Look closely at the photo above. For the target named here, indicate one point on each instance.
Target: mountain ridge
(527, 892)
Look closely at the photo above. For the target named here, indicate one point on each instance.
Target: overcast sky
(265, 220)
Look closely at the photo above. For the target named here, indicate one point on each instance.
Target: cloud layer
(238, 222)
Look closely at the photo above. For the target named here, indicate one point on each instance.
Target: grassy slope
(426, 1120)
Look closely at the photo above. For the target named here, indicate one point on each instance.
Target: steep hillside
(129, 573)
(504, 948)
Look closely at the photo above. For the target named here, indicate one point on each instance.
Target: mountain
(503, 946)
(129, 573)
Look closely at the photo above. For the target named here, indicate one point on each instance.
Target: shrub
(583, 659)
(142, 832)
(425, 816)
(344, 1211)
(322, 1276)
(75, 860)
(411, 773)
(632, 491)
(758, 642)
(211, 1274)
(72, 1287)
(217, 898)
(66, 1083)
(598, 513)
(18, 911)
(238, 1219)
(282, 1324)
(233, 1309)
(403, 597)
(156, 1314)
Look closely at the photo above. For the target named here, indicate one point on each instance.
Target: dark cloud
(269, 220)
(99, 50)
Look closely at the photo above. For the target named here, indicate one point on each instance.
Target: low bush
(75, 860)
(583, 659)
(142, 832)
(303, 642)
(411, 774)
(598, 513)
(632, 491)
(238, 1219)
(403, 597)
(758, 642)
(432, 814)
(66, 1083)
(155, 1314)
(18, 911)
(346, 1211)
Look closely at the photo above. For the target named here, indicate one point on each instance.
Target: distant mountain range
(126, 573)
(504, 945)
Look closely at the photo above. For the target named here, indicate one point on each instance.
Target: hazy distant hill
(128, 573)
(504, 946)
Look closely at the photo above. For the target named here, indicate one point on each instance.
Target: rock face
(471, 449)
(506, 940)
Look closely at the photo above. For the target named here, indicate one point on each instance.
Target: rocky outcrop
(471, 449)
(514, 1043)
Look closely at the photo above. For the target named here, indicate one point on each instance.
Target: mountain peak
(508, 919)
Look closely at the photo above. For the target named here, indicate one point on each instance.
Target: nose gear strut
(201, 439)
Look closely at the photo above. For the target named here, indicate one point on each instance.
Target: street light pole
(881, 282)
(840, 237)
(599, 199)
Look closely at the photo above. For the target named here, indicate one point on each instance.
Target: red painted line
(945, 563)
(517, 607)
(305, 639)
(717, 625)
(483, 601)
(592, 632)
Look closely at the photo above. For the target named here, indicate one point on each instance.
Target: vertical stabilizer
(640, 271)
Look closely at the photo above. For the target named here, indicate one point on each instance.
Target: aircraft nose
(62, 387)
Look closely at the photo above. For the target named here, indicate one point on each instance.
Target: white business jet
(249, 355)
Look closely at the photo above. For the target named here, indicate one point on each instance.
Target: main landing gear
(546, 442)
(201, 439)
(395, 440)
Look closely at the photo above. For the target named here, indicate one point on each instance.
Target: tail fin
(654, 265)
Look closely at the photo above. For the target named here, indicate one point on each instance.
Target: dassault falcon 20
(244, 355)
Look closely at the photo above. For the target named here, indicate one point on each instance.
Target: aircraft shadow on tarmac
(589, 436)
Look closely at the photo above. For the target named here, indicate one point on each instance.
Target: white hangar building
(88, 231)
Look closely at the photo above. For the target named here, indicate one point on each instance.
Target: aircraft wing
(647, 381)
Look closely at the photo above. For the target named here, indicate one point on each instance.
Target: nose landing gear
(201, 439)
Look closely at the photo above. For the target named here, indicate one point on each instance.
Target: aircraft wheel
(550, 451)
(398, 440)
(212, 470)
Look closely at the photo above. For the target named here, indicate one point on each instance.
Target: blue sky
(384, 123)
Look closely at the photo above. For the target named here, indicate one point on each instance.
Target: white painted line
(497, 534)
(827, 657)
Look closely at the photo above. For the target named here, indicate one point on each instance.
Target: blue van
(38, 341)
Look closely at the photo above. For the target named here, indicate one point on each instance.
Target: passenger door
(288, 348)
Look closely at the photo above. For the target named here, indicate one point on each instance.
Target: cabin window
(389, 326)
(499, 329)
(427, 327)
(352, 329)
==
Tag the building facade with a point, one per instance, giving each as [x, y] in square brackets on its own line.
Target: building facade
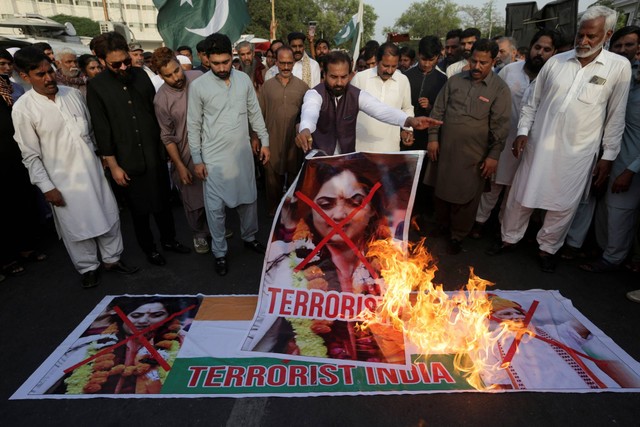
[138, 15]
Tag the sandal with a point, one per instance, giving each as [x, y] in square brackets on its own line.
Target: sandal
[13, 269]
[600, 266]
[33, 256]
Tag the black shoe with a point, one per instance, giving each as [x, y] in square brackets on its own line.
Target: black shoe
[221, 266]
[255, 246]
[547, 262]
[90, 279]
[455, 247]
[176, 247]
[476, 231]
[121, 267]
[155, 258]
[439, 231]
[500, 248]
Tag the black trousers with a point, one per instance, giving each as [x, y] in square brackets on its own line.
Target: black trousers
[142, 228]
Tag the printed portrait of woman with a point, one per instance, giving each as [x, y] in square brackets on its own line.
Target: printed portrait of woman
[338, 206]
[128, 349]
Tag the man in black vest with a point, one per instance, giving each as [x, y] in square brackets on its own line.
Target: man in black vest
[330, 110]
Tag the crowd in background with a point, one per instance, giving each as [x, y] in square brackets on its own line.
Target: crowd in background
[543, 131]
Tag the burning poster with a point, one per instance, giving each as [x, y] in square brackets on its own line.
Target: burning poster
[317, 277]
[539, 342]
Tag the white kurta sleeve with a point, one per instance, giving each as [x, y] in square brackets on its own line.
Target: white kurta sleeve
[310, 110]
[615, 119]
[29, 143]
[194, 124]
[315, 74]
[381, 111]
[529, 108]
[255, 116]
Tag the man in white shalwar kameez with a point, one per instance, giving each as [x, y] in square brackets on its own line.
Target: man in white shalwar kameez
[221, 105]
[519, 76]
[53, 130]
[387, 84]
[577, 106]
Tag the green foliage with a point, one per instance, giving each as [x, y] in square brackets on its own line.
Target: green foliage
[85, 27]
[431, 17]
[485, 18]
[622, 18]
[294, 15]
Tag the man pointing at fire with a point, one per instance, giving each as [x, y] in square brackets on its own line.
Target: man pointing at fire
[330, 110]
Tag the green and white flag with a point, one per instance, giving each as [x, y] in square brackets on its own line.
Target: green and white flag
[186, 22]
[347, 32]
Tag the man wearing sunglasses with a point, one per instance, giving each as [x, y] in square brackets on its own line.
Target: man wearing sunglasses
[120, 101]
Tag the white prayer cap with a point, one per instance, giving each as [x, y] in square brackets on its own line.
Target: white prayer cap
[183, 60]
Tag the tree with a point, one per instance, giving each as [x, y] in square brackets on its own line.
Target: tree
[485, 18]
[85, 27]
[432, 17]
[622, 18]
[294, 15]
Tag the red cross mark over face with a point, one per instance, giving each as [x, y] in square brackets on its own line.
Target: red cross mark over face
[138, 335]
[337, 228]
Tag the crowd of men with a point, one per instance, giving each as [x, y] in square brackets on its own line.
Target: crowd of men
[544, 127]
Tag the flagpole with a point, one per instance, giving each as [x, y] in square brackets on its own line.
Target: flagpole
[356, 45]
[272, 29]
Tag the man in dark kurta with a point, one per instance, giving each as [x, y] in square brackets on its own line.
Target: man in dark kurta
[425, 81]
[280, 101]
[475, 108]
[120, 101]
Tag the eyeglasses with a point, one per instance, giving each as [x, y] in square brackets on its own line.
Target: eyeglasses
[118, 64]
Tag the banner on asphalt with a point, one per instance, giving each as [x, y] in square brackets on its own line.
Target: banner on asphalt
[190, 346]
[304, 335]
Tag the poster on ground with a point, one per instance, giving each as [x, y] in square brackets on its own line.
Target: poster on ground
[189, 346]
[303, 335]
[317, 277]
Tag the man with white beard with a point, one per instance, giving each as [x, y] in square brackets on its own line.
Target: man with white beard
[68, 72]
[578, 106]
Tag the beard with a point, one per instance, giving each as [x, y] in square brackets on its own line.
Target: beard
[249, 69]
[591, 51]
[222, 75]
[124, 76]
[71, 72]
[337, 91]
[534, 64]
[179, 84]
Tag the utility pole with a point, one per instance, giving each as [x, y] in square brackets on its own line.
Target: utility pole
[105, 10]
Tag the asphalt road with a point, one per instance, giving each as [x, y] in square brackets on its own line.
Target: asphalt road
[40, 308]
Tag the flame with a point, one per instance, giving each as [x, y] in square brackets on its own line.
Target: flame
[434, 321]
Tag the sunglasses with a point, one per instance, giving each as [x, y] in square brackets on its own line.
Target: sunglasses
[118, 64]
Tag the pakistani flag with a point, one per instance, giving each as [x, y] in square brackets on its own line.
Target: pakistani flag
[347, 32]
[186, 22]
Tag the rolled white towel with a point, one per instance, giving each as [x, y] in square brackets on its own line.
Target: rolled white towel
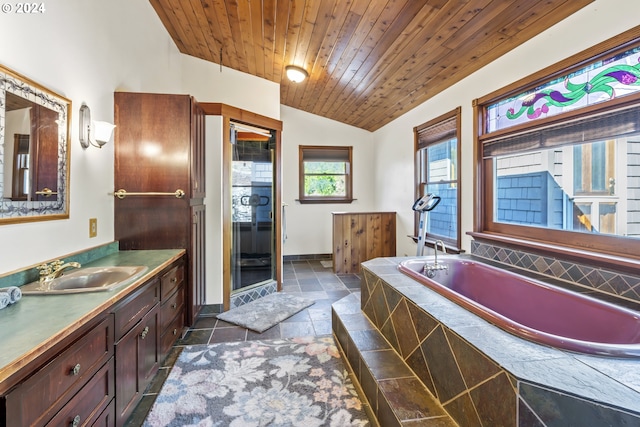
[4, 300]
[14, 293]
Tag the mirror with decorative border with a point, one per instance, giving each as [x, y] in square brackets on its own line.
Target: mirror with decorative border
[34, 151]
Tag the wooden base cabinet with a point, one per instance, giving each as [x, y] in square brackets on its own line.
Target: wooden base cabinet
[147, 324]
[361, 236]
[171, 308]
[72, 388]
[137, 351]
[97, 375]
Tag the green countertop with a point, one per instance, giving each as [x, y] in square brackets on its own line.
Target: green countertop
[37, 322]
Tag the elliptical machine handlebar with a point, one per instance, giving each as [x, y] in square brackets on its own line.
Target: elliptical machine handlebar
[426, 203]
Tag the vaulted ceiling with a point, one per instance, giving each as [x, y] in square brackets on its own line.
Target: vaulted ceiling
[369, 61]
...
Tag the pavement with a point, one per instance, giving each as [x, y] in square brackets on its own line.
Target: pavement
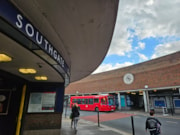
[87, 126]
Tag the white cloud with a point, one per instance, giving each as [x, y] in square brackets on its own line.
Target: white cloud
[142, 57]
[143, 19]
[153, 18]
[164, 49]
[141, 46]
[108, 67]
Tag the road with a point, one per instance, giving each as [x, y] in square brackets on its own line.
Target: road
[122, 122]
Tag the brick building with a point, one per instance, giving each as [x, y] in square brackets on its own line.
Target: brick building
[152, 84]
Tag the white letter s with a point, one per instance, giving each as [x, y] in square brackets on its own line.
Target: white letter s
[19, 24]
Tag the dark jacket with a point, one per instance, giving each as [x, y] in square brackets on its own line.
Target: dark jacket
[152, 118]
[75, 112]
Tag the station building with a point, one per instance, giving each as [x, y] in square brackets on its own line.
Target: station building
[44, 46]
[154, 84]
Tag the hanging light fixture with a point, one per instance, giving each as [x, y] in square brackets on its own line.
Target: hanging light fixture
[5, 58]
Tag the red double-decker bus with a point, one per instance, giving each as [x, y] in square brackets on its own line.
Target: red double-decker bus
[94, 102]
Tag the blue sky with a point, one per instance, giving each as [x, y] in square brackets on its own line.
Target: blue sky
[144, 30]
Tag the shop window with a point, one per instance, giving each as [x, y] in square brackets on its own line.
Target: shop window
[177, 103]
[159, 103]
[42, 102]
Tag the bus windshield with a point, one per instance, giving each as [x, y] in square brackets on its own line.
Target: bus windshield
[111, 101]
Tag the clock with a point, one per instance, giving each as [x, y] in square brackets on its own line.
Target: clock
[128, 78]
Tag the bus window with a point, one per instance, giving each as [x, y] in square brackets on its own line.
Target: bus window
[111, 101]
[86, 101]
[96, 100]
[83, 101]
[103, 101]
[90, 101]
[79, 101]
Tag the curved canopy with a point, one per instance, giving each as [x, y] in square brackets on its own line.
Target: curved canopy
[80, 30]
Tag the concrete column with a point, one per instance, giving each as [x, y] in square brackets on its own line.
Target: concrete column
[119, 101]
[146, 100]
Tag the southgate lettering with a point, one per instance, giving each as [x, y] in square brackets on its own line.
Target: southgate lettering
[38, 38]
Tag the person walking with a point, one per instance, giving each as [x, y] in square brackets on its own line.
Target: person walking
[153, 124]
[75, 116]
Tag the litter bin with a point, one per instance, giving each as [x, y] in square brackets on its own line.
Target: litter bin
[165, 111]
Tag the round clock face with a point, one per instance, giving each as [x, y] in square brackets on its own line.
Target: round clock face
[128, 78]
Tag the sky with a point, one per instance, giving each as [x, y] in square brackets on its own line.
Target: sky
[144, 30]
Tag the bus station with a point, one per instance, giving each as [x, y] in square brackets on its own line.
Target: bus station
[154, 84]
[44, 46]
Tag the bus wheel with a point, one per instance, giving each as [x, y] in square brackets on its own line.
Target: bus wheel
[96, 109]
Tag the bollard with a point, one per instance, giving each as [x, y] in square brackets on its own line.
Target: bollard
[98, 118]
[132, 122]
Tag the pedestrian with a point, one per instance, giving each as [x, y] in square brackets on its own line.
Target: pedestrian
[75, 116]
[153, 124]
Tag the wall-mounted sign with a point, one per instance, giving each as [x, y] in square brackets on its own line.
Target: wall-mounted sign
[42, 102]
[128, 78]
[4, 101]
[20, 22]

* **AIM OF THE TASK**
For this exercise, output exactly the lines above from the line with "Tag the utility" to the line with "Tag the flame", counting both, and leave out the rest.

* **SOLUTION**
Tag the utility pole with a point, one per instance, giving each as [x, y] in square brackets on its own line.
Target: utility pole
[105, 10]
Tag the asphalt road with a point, one per instance, giving each as [x, y] in square brackets on its own line.
Target: asphalt road
[40, 308]
Tag the flame with a point, one per instance, giving each as [x, y] in square brackets on its own line.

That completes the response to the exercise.